INPUT RECORDS:
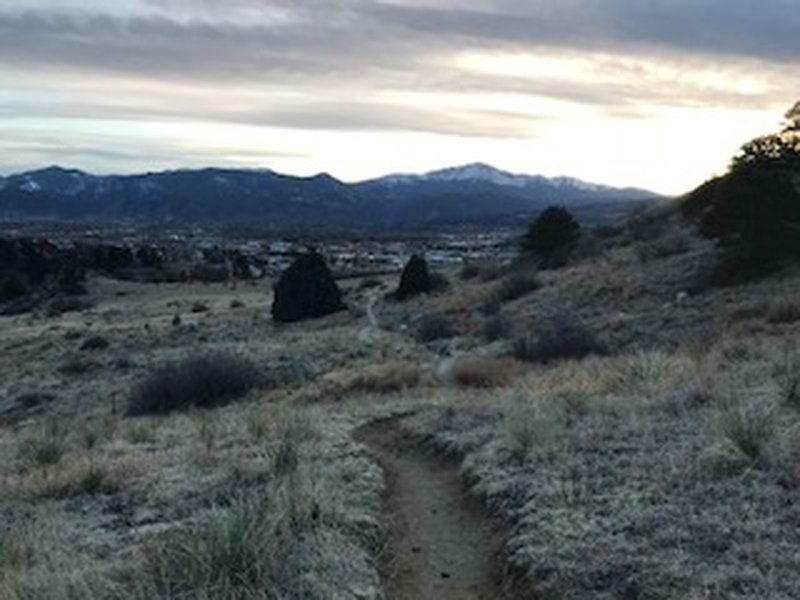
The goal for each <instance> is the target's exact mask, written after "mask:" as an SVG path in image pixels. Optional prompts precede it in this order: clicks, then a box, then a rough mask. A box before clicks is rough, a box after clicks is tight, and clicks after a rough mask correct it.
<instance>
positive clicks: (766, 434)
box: [722, 407, 775, 460]
mask: <svg viewBox="0 0 800 600" xmlns="http://www.w3.org/2000/svg"><path fill="white" fill-rule="evenodd" d="M774 431H775V423H774V417H773V415H772V413H770V412H767V411H764V410H745V409H743V408H741V407H740V408H736V409H731V410H729V411H727V412H726V413H725V414H724V415H723V417H722V434H723V435H724V436H725V437H726V438H727V439H728V440H729V441H730V442H731V443H732V444H733V445H734V446H735V447H736V448H737V449H738V450H739V451H740V452H741V453H742V454H744V455H745V456H746V457H747V458H749V459H751V460H758V459H759V458H761V457H762V456H763V455H764V451H765V450H766V446H767V444H768V442H769V441H770V440H771V439H772V436H773V434H774Z"/></svg>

ASSIGNED TASK:
Could you express everything from the start of the data down to the line containing "box: [722, 407, 775, 460]" as a Markdown table with the columns "No." and "Text", one numbered row per line, leaving out blank lines and the picture?

TASK ANSWER:
| No. | Text |
|---|---|
| 1 | The goal for each <instance> is the target's exact mask, written after "mask:" as an SVG path in image pixels. Optional prompts precede it in this order: clicks, then a box, then a rough mask. A box before clicks is rough, a box after clicks is tight, and clicks after a rough mask correct it. |
| 2 | <instance> |
| 3 | positive clicks: (766, 434) |
| 4 | box: [722, 407, 775, 460] |